(Raw records)
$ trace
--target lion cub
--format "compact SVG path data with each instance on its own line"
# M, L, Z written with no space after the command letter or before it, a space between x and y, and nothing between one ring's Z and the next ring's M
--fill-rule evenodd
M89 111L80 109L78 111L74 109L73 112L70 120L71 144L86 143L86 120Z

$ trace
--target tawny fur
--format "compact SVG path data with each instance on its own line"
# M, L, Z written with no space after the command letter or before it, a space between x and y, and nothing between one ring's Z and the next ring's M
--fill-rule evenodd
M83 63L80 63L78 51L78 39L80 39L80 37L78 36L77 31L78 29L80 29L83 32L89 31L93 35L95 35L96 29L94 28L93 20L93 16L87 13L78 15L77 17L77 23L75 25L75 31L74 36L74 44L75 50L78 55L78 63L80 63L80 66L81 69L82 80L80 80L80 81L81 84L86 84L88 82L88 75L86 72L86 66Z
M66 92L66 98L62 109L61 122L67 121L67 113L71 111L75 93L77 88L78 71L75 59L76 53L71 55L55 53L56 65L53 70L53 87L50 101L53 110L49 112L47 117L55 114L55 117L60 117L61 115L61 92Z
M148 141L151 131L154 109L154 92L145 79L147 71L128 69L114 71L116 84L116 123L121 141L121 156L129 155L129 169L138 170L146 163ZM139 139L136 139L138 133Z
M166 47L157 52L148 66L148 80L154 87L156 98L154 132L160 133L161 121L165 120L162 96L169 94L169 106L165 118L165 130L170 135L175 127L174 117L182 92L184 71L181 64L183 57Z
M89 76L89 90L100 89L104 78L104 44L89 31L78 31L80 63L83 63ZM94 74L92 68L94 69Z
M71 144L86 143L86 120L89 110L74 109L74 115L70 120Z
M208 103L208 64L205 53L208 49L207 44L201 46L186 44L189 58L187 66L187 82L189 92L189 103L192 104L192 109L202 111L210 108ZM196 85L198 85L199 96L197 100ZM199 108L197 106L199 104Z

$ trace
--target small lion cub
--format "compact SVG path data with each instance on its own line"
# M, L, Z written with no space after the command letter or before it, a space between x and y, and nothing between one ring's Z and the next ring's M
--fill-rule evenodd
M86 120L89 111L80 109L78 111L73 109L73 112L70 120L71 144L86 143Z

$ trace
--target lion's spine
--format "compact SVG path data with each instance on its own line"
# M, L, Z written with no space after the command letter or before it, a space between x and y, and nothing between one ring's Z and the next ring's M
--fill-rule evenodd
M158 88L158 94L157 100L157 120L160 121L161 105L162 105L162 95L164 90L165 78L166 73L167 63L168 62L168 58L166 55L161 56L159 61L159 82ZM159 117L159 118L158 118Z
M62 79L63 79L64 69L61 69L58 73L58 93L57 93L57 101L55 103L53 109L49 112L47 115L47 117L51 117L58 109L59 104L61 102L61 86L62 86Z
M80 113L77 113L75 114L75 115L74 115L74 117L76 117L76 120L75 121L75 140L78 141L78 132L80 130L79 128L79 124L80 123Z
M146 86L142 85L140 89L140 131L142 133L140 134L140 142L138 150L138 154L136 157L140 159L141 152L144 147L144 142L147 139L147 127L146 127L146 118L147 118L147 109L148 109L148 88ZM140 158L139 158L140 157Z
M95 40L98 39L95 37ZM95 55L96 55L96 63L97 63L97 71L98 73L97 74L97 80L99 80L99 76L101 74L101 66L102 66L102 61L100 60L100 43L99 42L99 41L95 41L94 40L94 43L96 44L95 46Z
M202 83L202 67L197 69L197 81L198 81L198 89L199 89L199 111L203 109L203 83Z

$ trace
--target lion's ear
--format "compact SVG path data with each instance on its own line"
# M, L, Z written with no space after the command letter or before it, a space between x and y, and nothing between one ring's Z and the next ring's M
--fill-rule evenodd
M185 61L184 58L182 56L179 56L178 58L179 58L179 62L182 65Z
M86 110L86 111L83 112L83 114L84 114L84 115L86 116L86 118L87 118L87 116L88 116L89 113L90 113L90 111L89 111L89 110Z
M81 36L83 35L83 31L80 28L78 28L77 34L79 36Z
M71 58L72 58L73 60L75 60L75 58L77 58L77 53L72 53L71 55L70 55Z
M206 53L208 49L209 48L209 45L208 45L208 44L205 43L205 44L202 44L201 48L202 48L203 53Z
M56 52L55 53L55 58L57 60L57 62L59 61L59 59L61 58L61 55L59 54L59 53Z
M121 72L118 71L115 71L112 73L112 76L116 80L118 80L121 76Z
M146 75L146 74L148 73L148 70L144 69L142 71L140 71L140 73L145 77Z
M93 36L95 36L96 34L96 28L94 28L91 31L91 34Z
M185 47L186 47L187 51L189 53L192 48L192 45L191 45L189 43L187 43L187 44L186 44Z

▶ **STATED GOAL**: How many lines in the material above contain the string "lion"? Reply with the number alone.

▶ **ANSWER TO THIS TASK**: 4